Source records:

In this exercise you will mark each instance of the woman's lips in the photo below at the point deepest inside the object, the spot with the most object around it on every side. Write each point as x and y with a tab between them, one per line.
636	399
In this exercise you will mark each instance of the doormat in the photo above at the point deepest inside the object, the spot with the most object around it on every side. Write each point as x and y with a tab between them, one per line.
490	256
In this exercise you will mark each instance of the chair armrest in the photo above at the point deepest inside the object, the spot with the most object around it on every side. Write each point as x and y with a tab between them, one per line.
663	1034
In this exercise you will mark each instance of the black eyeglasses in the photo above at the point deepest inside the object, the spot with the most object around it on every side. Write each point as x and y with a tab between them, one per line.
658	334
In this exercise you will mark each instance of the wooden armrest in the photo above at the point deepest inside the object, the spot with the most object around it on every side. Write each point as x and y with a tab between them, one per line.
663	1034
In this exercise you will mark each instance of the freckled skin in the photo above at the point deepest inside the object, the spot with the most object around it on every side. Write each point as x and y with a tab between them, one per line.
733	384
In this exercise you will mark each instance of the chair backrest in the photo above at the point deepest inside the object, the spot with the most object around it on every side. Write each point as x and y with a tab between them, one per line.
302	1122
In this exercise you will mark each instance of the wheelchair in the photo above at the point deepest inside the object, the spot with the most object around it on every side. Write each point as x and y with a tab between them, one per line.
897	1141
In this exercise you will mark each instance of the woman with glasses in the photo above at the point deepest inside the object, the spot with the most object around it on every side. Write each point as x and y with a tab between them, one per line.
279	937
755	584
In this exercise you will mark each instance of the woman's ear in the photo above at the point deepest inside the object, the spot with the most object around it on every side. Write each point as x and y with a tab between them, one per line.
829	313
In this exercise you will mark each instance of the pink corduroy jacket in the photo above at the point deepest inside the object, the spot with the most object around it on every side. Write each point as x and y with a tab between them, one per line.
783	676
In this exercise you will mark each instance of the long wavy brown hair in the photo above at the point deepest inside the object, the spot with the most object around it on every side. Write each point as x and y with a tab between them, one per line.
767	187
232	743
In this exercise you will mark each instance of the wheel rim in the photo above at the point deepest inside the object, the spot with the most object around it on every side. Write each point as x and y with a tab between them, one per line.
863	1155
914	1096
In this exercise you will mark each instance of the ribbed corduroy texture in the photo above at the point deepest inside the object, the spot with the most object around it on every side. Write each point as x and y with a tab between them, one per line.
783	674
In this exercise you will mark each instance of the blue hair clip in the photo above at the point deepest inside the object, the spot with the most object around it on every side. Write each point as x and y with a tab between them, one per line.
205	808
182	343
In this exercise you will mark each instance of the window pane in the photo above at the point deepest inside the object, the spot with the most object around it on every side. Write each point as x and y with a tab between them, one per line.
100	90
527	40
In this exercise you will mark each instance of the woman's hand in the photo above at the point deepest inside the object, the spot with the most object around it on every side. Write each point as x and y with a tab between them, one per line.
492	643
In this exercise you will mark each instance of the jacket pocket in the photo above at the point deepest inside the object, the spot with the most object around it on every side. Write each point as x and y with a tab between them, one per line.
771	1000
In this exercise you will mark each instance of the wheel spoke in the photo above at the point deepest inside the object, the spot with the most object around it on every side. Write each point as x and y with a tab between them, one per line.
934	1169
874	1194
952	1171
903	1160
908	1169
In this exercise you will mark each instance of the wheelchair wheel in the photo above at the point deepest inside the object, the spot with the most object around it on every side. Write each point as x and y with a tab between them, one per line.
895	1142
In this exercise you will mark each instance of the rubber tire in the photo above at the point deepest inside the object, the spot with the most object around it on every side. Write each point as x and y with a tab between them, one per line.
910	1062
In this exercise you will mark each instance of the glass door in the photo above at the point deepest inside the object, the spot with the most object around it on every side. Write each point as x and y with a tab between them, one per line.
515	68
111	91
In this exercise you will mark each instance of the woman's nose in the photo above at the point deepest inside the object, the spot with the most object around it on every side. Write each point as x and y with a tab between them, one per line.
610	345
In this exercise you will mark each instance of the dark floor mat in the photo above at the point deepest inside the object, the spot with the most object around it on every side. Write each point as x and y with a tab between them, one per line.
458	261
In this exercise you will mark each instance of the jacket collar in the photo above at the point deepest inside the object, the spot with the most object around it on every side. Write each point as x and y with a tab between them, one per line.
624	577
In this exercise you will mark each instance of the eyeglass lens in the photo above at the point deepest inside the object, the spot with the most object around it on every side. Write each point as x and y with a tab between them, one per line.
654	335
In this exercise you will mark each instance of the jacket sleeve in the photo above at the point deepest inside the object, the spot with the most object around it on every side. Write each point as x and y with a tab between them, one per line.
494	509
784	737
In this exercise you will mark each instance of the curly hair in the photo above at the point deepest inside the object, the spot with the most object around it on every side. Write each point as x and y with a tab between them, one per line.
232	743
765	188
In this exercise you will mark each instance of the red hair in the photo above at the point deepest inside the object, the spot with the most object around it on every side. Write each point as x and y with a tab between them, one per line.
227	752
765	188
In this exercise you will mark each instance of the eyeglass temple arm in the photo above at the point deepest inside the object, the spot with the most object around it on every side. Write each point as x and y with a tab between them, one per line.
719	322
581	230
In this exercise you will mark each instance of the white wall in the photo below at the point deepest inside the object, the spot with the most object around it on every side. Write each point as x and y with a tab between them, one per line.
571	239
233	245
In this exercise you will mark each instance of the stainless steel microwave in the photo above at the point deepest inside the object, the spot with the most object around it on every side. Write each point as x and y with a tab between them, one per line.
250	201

[What this task involves]
Reproduce the entries above in full by retyping them exactly.

[Expected output]
In this exercise you will mark each instance of the woman's lips in the photo below at the point deepest inside the object, the spot with the most object around it on every side. Write each point as x and y with a tab between them, one per line.
636	399
In this exercise you will mark each instance of the doormat in the photo above at the point deepest inside the object, the spot with the most object around it on every side. Write each point as x and y with a tab between them, one per line.
490	256
In this exercise you will mark each instance of the chair armrest in the photo above at the point deepest inside the object, the spot with the most object around it on every side. Write each point as x and y with a tab between them, one per line.
663	1034
In this exercise you will mark each instance of the black eyeglasses in the photo above at the point deepest inside the object, the spot with the most object around it on every side. Write each point as x and y with a tab between them, one per line.
658	334
In this exercise you will mark each instance of the wooden armrest in the photo above at the point deepest inside the object, the spot with the most object around it on every side. Write each point as x and y with a tab between them, one per line.
663	1034
In this exercise you will mark each instance of the freckled skin in the photo above at the point deepest inside the object, the spot with the most object around it on every side. Write each point as x and y with a tab between them, one per line.
733	384
In this exercise you will mark each instance of the chair backrest in the photo above at the point deepest inside the object, the spot with the most object around it on every side. Write each point as x and y with a tab between them, one per line.
302	1122
In this exercise you will mark each instance of the wheelchair in the photo above at the point deepest inside the object, the spot with the most object around it on every side. Write each point as x and y with a tab between them, one per line.
897	1141
In this exercise you will mark each instance of the woman with glasses in the photo above at the point deepest inside the object, the spot with the most object around it on every side. Write each point as x and y with a tab between them, one per line.
279	937
755	584
In this exercise you will mark each instance of the woman's ear in the photo above at the point deepest inside the object, the spot with the most object around it on every side. Write each point as x and y with a tab between them, one per line.
829	313
In this exercise you will mark each instance of the pink corduroy jacket in the photo above at the point deepest inside the object, the spot with the most object around it on every side. Write each point as x and y with a tab between them, one per line.
783	676
In this exercise you will mark each instance of the long wavy brown hair in the photo above at the point deepest inside the object, the spot with the most object around it on every side. Write each point as x and y with a tab between them, one per line.
767	187
232	743
In this exercise you will mark each instance of the wheel rim in the photo above at the point deepest inside the object, the spot with the most object around it on every side. Write each point as x and y with a tab between them, one per line.
863	1155
914	1096
In this exercise you will mark each instance of the ribbed corduroy texture in the photo above at the point deepest inside the object, the spot with the most object around it on every side. Write each point as x and y with a tab between them, one per line.
783	674
In this exercise you will mark each instance of the blue hair clip in the photo above at the point deepest inside the object, the spot with the most object around it on every side. Write each point as x and y with a tab between them, one per line.
205	808
182	343
In this exercise you will mark each instance of the window pane in the photo above at the point deepest inside the object, the spot with the most object around it on every side. Write each point as x and y with a tab between them, one per line.
100	90
527	40
In this exercise you will mark each instance of the woman's hand in the photo above at the point deepest inside the object, the spot with the most object around it on every side. Write each point as x and y with a tab between them, one per line.
492	643
In this exercise you will mark each instance of the jacket pocket in the photo above at the point deepest inside the object, the spot with the most object around it on every side. Write each point as x and y with a tab between them, one per line.
771	1000
In this exercise you will mark each instance of the wheel spoke in the photo above at the point deepest inside the object, the spot with the most object around it on every side. Write each point as x and y with a tab between them, one per line.
934	1169
874	1194
952	1171
903	1160
908	1169
In this exercise you will mark each instance of the wheelchair wheel in the photo above at the point deepest inside the object, the spot with the most object around it on every side. Write each point as x and y with a tab between them, one per line.
895	1142
In this exercise you will mark each instance of the rubber tire in the photo above at the point deepest inside the object, the spot with the most object around it on every side. Write each point as x and y with a tab between them, one per line.
910	1062
In this exercise you will mark each instance of the glass door in the photo above at the point deepest inside the object, the spot with the most object around it on every side. Write each point as x and y with a tab between them, one per line.
515	68
111	91
In this exercise you will mark each instance of the woman's nose in the photo above at the point deepest inside the object, the spot with the most object around it on every side. Write each point as x and y with a tab between them, one per line.
610	345
In this exercise you will mark each instance of the dark floor mat in the photo above at the point deepest inside the object, the spot with the most object around it on every side. Write each point as x and y with a tab between them, one per line.
458	261
In this exercise you will mark each instance of the jacket collar in the photo above at the point deepest inside the object, the spot with the most object around it on every side. Write each point as x and y with a tab between them, one per line.
624	577
In this exercise you will mark each instance of the eyeglass lens in the photo above at the point deepest inside the object, the spot with the most object around it on every side. Write each point as x and y with a tab between them, one per line.
654	335
In this exercise you will mark each instance of the jacket sleeve in the photo above at the point deepest inside the object, the spot with the most object around it on every side. Write each point as x and y with a tab between them, one per line.
494	509
784	737
In this exercise you will mark each instance of the curly hair in the photo above at the point deepest inside the object, the spot with the most object around it on every side. Write each point as x and y with a tab between them, one per line.
232	743
765	188
In this exercise you will mark each instance of the red hair in the photo above at the point deepest inside the object, the spot with the most object around it on every side. Write each point as x and y with a tab between them, one per line.
227	752
765	188
In this exercise you will mark each instance of the eyeglass temple arm in the photo above at the point deepest inside the object, the spot with the most object around it on every side. Write each point as x and y with a tab between them, one per line.
719	322
581	230
In this exercise you will mark each instance of the white wall in the photo below at the point deepest inside the object, the spot with the most object around it on every side. Write each point as x and y with a tab between them, one per line.
571	239
233	245
In this exercise you will mark each instance of the stainless steel microwave in the photo above at the point deepest inside the object, the spot with the most object around it on every side. Write each point as x and y with a tab between them, one per line.
250	201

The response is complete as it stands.